▸ **ИСХОДНЫЙ ТЕКСТ**

= = = = =

Наконец, в пушкинском переложении 1836 года присутствует еще одна автореминисценция, и она уже указывает на особенности речевой структуры отразившейся у Пушкина тютчевской эпиграммы:


…Все чаще мне она приходит на уста
И падшего крепит неведомою силой…


– говорит Пушкин о благодатном действии великопостной молитвы. Это окончание пушкинского вступления к тексту самого переложения, и оно отмечено резкой переменой способа выражения объекта глагольного действия с местоимения на субстантивированное прилагательное. Раньше повторялось: “меня […] умиляет”, “мне […] приходит”; теперь же: “крепит” не “меня” – а “падшего”. Спрашивается: имеет ли какой-то художественный смысл эта внезапная перемена и в каком отношении находится этот “падший” к автору речи? “Падший” – Пушкин: такой вариант тоже возможен, тем более что в тексте переложения самой молитвы личное местоимение “я” повторяется не однажды.

Однако вскоре Пушкин сочиняет стихотворение, в котором та же самая мысль звучит уже в форме, не вызывающей колебания при ее истолковании:


И долго буду тем любезен я народу,
Что чувства добрые я лирой пробуждал,
Что в мой жестокий век восславил я Свободу
И милость к падшим призывал.


И в том и другом случае поэтический жест у Пушкина – единонаправленный: оживить “падшего”, призвать к нему милость… В стихотворении “Exegi monumentum”, слова о “Свободе” в котором очевидным образом напоминают о юношеской оде “Вольность” (“Свобода” к тому же – была одним из вариантов ее заглавия в списках), четко прорисовывается личностная структура, адресность жеста, но переложение молитвы ничуть не уступает ему в объясняющей силе, только оно объясняет другое – в нем тот же жест автора обнаруживает свой религиозный смысл, завуалированный, в свою очередь, в стихотворении о “памятнике”, (хотя уже следующая строка должна была бы подсказать правильную интерпретацию: “Веленью Божию, о Муза, будь послушна. ”). И при таком взгляде оказывается, что молитва в переложении Пушкина произносится от лица “падшего”, за “падшего” – “мертвого” духом, и потому не способного уже произнести ее самостоятельно; произносится – чтобы его “оживить”. “Молитва”, собственно, – и есть “призывание милости”!


Такое видение стихотворения подтверждается авторским графическим комментарием к нему: “Пушкин сопровождает текст иллюстрацией: келья, зарешеченное оконце, согбенный старец-монах…” (Старк В.П. Стихотворение “Отцы пустынники и жены непорочны…” и цикл Пушкина 1836 г. С.195. См.: Пушкин А.С. Полн. соб. соч. в 19 тт. Т.18: Рисунки. М., 1996. С.235). Что означает эта автоиллюстрация? Быть может, как и в стихотворении “Мирская власть” (или это – общая черта стихотворений т.н. “каменноостровского цикла” 1836 года?), мы имеем дело с монологом персонажа, и вступление к переложению молитвы произносится именно от лица того “старца-монаха”, изображенного на иллюстрации, который возносит свои смиренные молитвы за “падших” и принадлежит к числу духовных наследников “отцов пустынников” IV века, слагавших свои “божественные молитвы”.

= = = = =

▸ **ИСХОДНЫЕ ДАННЫЕ**
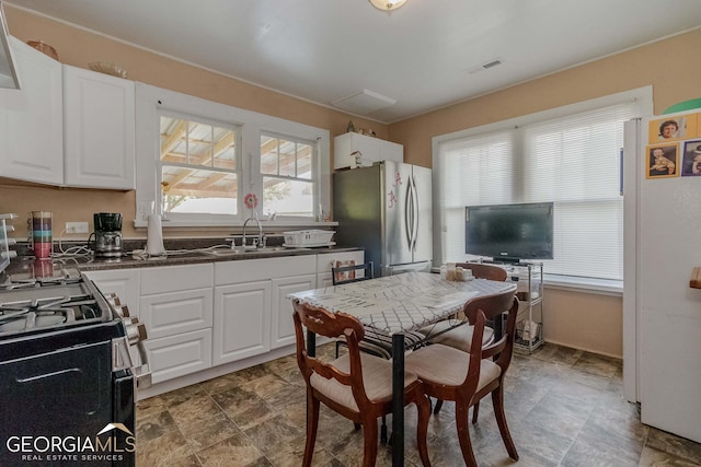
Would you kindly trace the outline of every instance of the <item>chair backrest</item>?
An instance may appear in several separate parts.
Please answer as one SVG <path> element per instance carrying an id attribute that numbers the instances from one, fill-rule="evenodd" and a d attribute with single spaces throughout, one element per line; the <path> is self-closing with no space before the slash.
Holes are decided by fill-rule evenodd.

= = = = =

▸ **ТРЕБОВАНИЯ К ЗАДАНИЯМ**
a. Назовите все стихотворения, которые текст о пушкинском переложении молитвы упоминает по названию в кавычках. Варианты заглавий не учитывайте.
b. Почему молитва в пушкинском переложении произносится за «падшего», а не им самим? Ответьте по тексту о пушкинском переложении молитвы в одном–трех предложениях.
c. Пожалуйста, перепишите из текста о пушкинском переложении молитвы отрывок, начиная со слов «Однако вскоре Пушкин» и продолжая до слов «к падшим призывал.».
Материалы для этой работы не нужны.

▸ **ОТВЕТЫ К ЗАДАНИЯМ**
a. «Exegi monumentum», «Вольность», «Мирская власть», «Отцы пустынники и жены непорочны…»

b. «Падший» «мертв» духом и поэтому уже не способен произнести молитву самостоятельно. Молитву произносят за него, чтобы его «оживить».

c.
Однако вскоре Пушкин сочиняет стихотворение, в котором та же самая мысль звучит уже в форме, не вызывающей колебания при ее истолковании:


И долго буду тем любезен я народу,
Что чувства добрые я лирой пробуждал,
Что в мой жестокий век восславил я Свободу
И милость к падшим призывал.